[START OF DATASET ENTRIES]

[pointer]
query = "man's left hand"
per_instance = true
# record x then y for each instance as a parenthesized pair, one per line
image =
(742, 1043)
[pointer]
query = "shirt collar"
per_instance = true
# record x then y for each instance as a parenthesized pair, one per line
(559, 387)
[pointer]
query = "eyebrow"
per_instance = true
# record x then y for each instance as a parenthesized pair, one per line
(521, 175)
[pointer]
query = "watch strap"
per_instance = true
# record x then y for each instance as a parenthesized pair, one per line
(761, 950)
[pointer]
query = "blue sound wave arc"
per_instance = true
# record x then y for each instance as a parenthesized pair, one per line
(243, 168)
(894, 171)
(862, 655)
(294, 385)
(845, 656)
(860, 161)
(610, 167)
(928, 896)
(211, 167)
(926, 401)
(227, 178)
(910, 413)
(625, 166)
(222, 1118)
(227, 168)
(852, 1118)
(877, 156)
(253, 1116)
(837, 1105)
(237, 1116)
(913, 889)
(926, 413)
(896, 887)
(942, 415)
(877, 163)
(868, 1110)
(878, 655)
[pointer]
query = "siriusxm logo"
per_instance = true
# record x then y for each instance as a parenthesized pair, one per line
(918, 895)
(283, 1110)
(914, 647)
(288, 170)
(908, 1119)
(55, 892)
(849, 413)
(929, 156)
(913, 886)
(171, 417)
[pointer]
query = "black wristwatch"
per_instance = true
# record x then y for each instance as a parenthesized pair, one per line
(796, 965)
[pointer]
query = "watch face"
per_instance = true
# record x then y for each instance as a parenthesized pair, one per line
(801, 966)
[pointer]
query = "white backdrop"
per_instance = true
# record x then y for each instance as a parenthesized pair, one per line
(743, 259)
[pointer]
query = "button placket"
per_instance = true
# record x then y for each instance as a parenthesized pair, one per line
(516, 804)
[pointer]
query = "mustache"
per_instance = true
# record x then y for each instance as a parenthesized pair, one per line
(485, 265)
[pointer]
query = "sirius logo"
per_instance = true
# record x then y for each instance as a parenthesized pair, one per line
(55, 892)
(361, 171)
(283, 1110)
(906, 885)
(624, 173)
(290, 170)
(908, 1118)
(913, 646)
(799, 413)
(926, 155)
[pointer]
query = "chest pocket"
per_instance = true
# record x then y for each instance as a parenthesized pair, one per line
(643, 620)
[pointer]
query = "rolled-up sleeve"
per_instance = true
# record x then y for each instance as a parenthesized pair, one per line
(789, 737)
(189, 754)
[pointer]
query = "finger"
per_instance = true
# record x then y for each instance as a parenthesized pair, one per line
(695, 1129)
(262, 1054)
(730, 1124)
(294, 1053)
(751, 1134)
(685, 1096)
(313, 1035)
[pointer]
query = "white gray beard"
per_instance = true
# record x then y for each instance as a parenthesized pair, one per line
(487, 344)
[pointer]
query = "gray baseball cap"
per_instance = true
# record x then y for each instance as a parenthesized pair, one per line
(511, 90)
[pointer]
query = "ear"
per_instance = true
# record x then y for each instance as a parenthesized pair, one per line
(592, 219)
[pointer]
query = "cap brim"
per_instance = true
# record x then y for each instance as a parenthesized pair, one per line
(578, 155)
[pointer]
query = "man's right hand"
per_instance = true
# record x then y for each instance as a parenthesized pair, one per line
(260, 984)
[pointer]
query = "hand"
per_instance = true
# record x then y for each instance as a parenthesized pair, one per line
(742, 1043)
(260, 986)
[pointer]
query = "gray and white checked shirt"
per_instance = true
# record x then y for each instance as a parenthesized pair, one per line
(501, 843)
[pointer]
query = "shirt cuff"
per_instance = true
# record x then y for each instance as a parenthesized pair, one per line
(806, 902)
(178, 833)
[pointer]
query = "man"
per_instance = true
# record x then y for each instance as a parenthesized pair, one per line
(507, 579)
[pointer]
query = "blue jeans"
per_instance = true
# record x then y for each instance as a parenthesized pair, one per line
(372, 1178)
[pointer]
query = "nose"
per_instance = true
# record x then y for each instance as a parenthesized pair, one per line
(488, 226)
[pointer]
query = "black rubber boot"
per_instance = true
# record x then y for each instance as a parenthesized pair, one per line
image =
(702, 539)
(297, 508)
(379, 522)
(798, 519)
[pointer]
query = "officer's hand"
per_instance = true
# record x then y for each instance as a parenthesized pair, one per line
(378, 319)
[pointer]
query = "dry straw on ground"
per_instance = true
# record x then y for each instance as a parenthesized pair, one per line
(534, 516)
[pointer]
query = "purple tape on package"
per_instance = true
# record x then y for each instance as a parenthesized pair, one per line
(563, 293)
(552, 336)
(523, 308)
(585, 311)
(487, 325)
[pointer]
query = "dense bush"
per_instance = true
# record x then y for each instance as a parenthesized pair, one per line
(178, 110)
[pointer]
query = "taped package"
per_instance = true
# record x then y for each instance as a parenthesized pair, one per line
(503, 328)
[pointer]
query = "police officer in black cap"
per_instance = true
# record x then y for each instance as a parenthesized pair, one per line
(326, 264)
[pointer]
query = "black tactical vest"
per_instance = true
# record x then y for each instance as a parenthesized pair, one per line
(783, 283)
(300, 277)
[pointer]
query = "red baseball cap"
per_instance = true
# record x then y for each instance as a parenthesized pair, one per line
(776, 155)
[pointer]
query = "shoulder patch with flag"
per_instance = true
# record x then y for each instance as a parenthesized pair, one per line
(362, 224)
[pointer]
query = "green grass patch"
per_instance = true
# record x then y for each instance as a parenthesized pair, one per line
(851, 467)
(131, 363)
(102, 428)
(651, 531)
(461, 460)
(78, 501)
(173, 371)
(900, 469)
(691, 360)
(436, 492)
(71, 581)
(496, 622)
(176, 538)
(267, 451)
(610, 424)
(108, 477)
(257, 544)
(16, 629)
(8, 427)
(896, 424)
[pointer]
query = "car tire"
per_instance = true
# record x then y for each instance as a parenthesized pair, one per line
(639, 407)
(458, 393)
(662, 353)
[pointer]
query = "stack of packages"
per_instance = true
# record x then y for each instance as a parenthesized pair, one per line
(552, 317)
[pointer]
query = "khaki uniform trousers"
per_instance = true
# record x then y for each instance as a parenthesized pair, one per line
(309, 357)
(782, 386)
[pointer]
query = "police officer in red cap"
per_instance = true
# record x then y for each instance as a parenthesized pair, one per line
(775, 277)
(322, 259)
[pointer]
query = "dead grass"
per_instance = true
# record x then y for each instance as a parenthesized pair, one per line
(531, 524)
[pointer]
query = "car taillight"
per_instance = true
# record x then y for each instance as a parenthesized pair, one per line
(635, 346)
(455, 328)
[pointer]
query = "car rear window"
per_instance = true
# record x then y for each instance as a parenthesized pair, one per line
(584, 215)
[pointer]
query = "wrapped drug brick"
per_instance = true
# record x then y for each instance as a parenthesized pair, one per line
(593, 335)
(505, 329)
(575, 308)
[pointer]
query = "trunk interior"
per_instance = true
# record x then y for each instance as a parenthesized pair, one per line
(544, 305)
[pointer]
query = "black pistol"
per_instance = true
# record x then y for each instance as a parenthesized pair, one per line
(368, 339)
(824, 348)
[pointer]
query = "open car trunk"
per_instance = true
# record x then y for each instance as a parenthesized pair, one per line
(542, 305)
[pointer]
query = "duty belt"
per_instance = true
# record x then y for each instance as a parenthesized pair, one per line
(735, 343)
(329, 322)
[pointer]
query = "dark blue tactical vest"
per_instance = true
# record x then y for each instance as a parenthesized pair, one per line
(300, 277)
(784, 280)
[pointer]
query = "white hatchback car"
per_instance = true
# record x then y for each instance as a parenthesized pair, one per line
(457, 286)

[END OF DATASET ENTRIES]

GIVEN REQUEST —
Transcribe the data above in full, exactly.

OUTPUT FOR THIS TASK —
[pointer]
query = "man's left hand"
per_instance = true
# record x then y for each instance as a parenthesized pair, one per line
image =
(742, 1043)
[pointer]
query = "shirt collar"
per_instance = true
# record x then y for each instance as a parenthesized pair, one per line
(559, 387)
[pointer]
query = "eyebrow"
per_instance = true
# record x then y for each instance as a parenthesized pair, one per line
(521, 175)
[pointer]
query = "watch strap"
per_instance = true
# record x then y for each instance as a parenthesized pair, one per line
(761, 950)
[pointer]
query = "blue sound wave arc"
per_instance = true
# record x then y for each instance as a parenthesized pair, one per line
(243, 168)
(894, 171)
(862, 655)
(294, 385)
(845, 656)
(860, 161)
(610, 167)
(928, 896)
(211, 167)
(926, 401)
(227, 178)
(910, 413)
(625, 166)
(222, 1118)
(227, 168)
(852, 1118)
(877, 156)
(253, 1116)
(837, 1105)
(237, 1116)
(913, 889)
(926, 413)
(896, 887)
(942, 415)
(877, 163)
(868, 1110)
(878, 655)
[pointer]
query = "siriusxm logo"
per_instance = true
# record x then y for each instance as a parenthesized pair, one per line
(918, 895)
(283, 1110)
(914, 647)
(288, 170)
(908, 1119)
(55, 892)
(849, 413)
(929, 156)
(913, 886)
(171, 417)
[pointer]
query = "black wristwatch"
per_instance = true
# record x then y for each instance as a parenthesized pair, one per line
(796, 965)
[pointer]
query = "watch face"
per_instance = true
# record x then y for each instance as a parenthesized pair, one per line
(801, 966)
[pointer]
query = "white backdrop"
per_instance = true
# record x then y for each instance as a parenthesized pair, one per line
(743, 259)
[pointer]
query = "button placket"
per_instance = true
# record x then y for each instance as a parenthesized pair, one per line
(516, 804)
[pointer]
query = "mustache"
per_instance = true
# record x then y for each instance as a parenthesized pair, one per line
(485, 265)
[pointer]
query = "sirius logo"
per_instance = true
# record x then y for each instance as a parenthesized pair, one per line
(55, 892)
(361, 171)
(283, 1110)
(906, 885)
(624, 173)
(290, 170)
(908, 1118)
(913, 646)
(799, 413)
(926, 155)
[pointer]
query = "chest pocket"
per_instance = true
# record x then y for each instance as a parenthesized pair, one per line
(643, 620)
[pointer]
query = "rolled-up sleeve"
per_instance = true
# record x then y for each instance as a parenthesized pair, one per line
(789, 737)
(189, 754)
[pointer]
query = "finger"
per_instance = true
# record x then y for each instance as a parenthesized pair, one per line
(695, 1129)
(262, 1054)
(730, 1124)
(294, 1053)
(751, 1134)
(685, 1096)
(313, 1035)
[pointer]
query = "white gray beard"
per_instance = true
# record x then y for each instance as a parenthesized pair, one per line
(487, 344)
[pointer]
query = "gray baseball cap"
per_instance = true
# record x then y for each instance as a parenthesized pair, one per line
(511, 90)
[pointer]
query = "ear"
per_instance = true
# record x then y for each instance as a parenthesized pair, one per line
(592, 219)
[pointer]
query = "cap brim"
per_instance = true
# record x then y for each instance as a parenthesized pair, one per line
(578, 155)
[pointer]
query = "man's right hand"
per_instance = true
# record x then y for each instance as a parenthesized pair, one per line
(260, 984)
[pointer]
query = "hand"
per_instance = true
# record x then y for each instance as a parenthesized pair, one per line
(742, 1043)
(260, 986)
[pointer]
query = "gray and white checked shirt"
per_instance = true
# record x then y for each instance as a parenthesized pair, one per line
(501, 843)
[pointer]
query = "shirt cuff"
per_instance = true
# record x then y for each instance as a parenthesized pair, one per line
(806, 902)
(178, 833)
[pointer]
query = "man"
per_instance = true
# record x then y for each instance as a parenthesized pair, one per line
(507, 579)
[pointer]
query = "blue jeans"
per_instance = true
# record x then y for each instance as a parenthesized pair, one per line
(372, 1178)
[pointer]
query = "nose"
per_instance = true
# record x then y for each instance as a parenthesized pair, one per line
(488, 226)
[pointer]
query = "black rubber boot"
per_instance = true
# record x then y for each instance as a parenthesized pair, one per line
image =
(702, 539)
(297, 508)
(379, 522)
(798, 519)
[pointer]
query = "officer's hand"
per_instance = true
# record x then y for each instance as a parenthesized pair, one per line
(378, 319)
[pointer]
query = "dry straw on ground"
per_instance = true
# record x then y for each instance as a parenthesized pair, one per line
(534, 516)
[pointer]
query = "purple tape on package"
per_instance = true
# record x then y for each instance as a parenthesized pair, one per line
(563, 293)
(552, 336)
(523, 308)
(585, 311)
(487, 325)
[pointer]
query = "dense bush"
per_instance = true
# record x then y for each instance as a parenthesized pair, one per line
(178, 110)
[pointer]
query = "taped package"
per_instance = true
# record x then y for each instance as a parenthesized pair, one per line
(503, 328)
[pointer]
query = "police officer in black cap"
per_instance = true
# record x then y for each instance as a parenthesized pair, one per line
(326, 264)
[pointer]
query = "black tactical vest"
per_instance = true
# record x then y for each instance as a parenthesized pair, one per line
(783, 283)
(300, 277)
[pointer]
query = "red baseball cap"
per_instance = true
# record x then y for each instance as a parenthesized pair, one per line
(776, 155)
[pointer]
query = "shoulder patch with flag"
per_instance = true
# record x then y for each instance as a parenthesized pair, one per line
(362, 224)
[pointer]
query = "green grass patch"
per_instance = true
# record x then y for each instance as a parenthesized pair, one per line
(851, 467)
(131, 363)
(102, 428)
(651, 531)
(461, 460)
(78, 501)
(173, 371)
(900, 469)
(691, 360)
(436, 492)
(71, 581)
(496, 622)
(176, 538)
(267, 451)
(610, 424)
(108, 477)
(257, 544)
(16, 629)
(8, 427)
(896, 424)
[pointer]
query = "car tire"
per_instance = true
# record x then y for each instance as a parenthesized pair, one per line
(639, 407)
(458, 393)
(662, 353)
[pointer]
query = "stack of packages"
per_instance = true
# record x then y for each instance as a parenthesized pair, one per line
(552, 317)
[pointer]
query = "khaki uniform trousers"
per_instance = true
# record x then y for each instance as a parenthesized pair, one per line
(309, 357)
(782, 386)
[pointer]
query = "police officer in red cap"
per_instance = true
# record x then y for each instance as a parenthesized pair, one per line
(775, 277)
(322, 259)
[pointer]
query = "dead grass"
per_instance = true
# record x then y for each instance as a parenthesized pair, one per line
(531, 524)
[pointer]
query = "car taillight"
per_instance = true
# record x then y for each instance as a parenthesized pair, one per line
(635, 346)
(455, 328)
[pointer]
query = "car rear window"
per_instance = true
# record x then y for each instance as a parenthesized pair, one per line
(584, 215)
[pointer]
query = "wrapped drug brick"
per_instance = true
# record x then y for each instance as a parenthesized pair, one per line
(593, 335)
(505, 329)
(575, 308)
[pointer]
query = "trunk interior"
per_instance = true
# record x then y for each instance as a parenthesized pair, one per line
(544, 305)
[pointer]
query = "black pistol"
per_instance = true
# record x then y for each instance as a parenthesized pair, one per line
(368, 339)
(824, 348)
[pointer]
query = "open car trunk"
per_instance = true
# record x then y for each instance as a parenthesized pair, one per line
(542, 305)
[pointer]
query = "duty belt"
per_instance = true
# record x then y for each instance as a parenthesized pair, one per line
(735, 343)
(329, 322)
[pointer]
query = "dark blue tactical vest"
per_instance = true
# record x then y for each instance as a parenthesized pair, one per line
(300, 277)
(784, 280)
[pointer]
query = "white hatchback car"
per_instance = true
# record x then y for each instance as a parenthesized pair, one per line
(457, 286)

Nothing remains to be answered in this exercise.